I missed the announcement of this tabloid-esq Plastic Surgery first, but some Plastic Surgeons performed the world's first penis transplant in China recently. The man had the surgery in Guangzhou, China after his own penis was damaged beyond repair in an accident this year, leaving him with a 1cm stump with which he was unable to urinate or have sexual intercourse. Surgeons at Guangzhou General Hospital said it took 15 hours of microsurgery on the unidentified 44-year-old man to attach the 4-inch organ donated by the family of a younger brain-dead patient.
The surgery itself went without problems which is not surprising. The techniques of microsurgical & urologic surgery used are well-established & have been used to reattach a number of traumatic amputations (eg. John Wayne Bobbit from a few years back). After 10 days, tests revealed the organ had a rich blood supply and the man could urinate normally. This is a truly remarkable achievement to get such brisk return of function IMO.

** Work instruction **
Output the passage on the penis transplant in China in full, word for word.

** Data section **

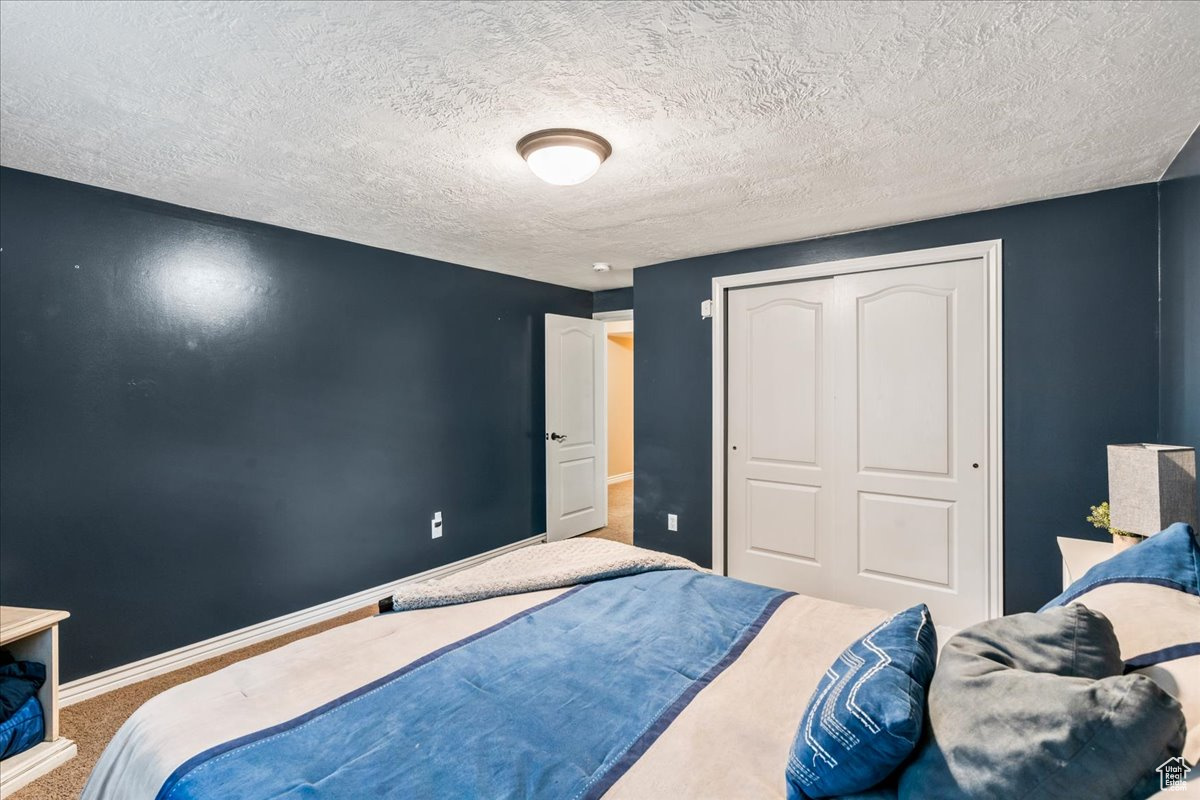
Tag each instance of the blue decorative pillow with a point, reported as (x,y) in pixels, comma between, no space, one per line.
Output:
==
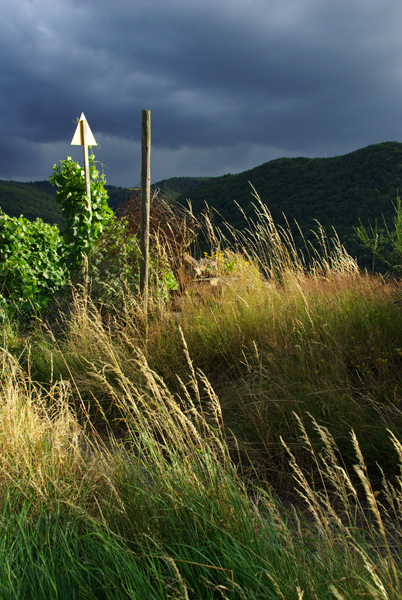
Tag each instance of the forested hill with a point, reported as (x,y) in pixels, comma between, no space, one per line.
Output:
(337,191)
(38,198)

** Answer below **
I missed the announcement of this tabloid-esq Plastic Surgery first, but some Plastic Surgeons performed the world's first penis transplant in China recently. The man had the surgery in Guangzhou, China after his own penis was damaged beyond repair in an accident this year, leaving him with a 1cm stump with which he was unable to urinate or have sexual intercourse. Surgeons at Guangzhou General Hospital said it took 15 hours of microsurgery on the unidentified 44-year-old man to attach the 4-inch organ donated by the family of a younger brain-dead patient.
The surgery itself went without problems which is not surprising. The techniques of microsurgical & urologic surgery used are well-established & have been used to reattach a number of traumatic amputations (eg. John Wayne Bobbit from a few years back). After 10 days, tests revealed the organ had a rich blood supply and the man could urinate normally. This is a truly remarkable achievement to get such brisk return of function IMO.